Segment Start: Given passage

Kory Olsen came to McHenry County College as a slick-fielding, contact-hitting shortstop with a sore back.
The 2017 Crystal Lake South graduate is leaving the NJCAA school with the same sweet glove, a much more lively bat and a vastly different body type.
Olsen recently accepted a scholarship offer from Western Illinois University in Macomb, where he will have three years of eligibility remaining because he completed only one official season at MCC.
“It’s definitely a sigh of relief,” Olsen said. “With the season getting canceled [because of the COVID-19 pandemic], I didn’t know what the next step was going to be for me. A lot of schools I talked to told me to hang on or didn’t get back to me. I talked to Western about a week before they offered me. I didn’t have to think too much. They were willing to take a chance on me, which, a lot of schools in this situation weren’t. It was kind of an easy choice.”
Olsen hit .343 with an on-base percentage of .456 last season for the Scots. He had seven doubles, two triples and two home runs, walked 27 times with only nine strikeouts. He was an All-Illinois Skyway Collegiate Conference honorable mention selection.
Olsen was off to a hot start this season, hitting .423 with a .531 OBP, one homer (a grand slam) and 11 RBIs before the season was stopped.
Scots coach Jared Wacker said Olsen’s time in the weight room helped change him as a hitter. Olsen’s exit velocity jumped from about 80 mph last season to about 95 mph this season. Wacker purchased a RAPSODO hitting unit, which measures various hitting metrics in the batting cage.
“He was kind of a light-hitting shortstop coming in, he could make contact and hit well with two strikes, and was a high on-base guy,” Wacker said. “Here, he really put in a lot of time in the weight room and focused on getting stronger and bought into what we’re trying to do from a philosophical standpoint on the offensive side.”
South coach Brian Bogda, a teammate of Wacker at Elmhurst College, noticed Olsen, who has added about 30 pounds since high school, was different this spring when Bogda attended an MCC workout.
“I can’t believe how much Kory’s grown and how much stronger he is,” Bogda said. “He is a completely different ballplayer than his senior year. He’s put on solid, bulk muscle. He looks like a different person. That carries through with a stronger arm and balls fly off his bat a lot harder.”
Olsen started at shortstop for South’s Class 4A state championship team. He usually hit about sixth in the order and batted .267 with 19 RBIs.
Olsen started college at NAIA Mount Mercy College in Cedar Rapids, Iowa, but he developed back problems during the fall.
“I played football and basketball in high school and didn’t really have a lot of [baseball] swings,” Olsen said. “I just played every sport. When baseball came around, that would be the first time I picked up a bat. Something happened [to my back] my senior year of football. It would get better, then get worse, for a long time.
“When I got to college, I was swinging all the time. I thought I was healthy when I went there, but I wasn’t.”
Olsen transferred to MCC in the spring of 2018, but his back hurt so much he couldn’t bend over to pick up ground balls. He told Wacker he could not play and received a medical redshirt, which does not count against an athlete’s eligibility.

Segment End: Given passage

[Questions on the material]
a) Reproduce everything in the Kory Olsen article from "Olsen was off" down to "the batting cage.".
b) Answer these questions from the Kory Olsen article:
(i) Which university offered Olsen a scholarship?
(ii) What was Olsen's batting average last season for the Scots?
(iii) About how many pounds has Olsen added since high school?

Segment Start: Data extract

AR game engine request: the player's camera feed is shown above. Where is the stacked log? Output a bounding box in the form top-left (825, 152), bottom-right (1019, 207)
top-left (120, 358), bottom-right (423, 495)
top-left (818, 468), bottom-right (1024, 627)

Segment End: Data extract
Segment Start: Data extract

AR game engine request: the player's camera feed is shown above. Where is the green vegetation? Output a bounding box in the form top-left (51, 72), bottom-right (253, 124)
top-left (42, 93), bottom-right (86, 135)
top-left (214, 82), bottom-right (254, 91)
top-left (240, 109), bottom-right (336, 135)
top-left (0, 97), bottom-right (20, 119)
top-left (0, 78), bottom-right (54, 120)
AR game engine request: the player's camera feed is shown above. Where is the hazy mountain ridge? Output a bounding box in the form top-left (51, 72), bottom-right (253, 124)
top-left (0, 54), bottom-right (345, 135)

Segment End: Data extract

[Answers in order]
a)
Olsen was off to a hot start this season, hitting .423 with a .531 OBP, one homer (a grand slam) and 11 RBIs before the season was stopped.
Scots coach Jared Wacker said Olsen’s time in the weight room helped change him as a hitter. Olsen’s exit velocity jumped from about 80 mph last season to about 95 mph this season. Wacker purchased a RAPSODO hitting unit, which measures various hitting metrics in the batting cage.

b)
(i) Western Illinois University
(ii) .343
(iii) About 30 pounds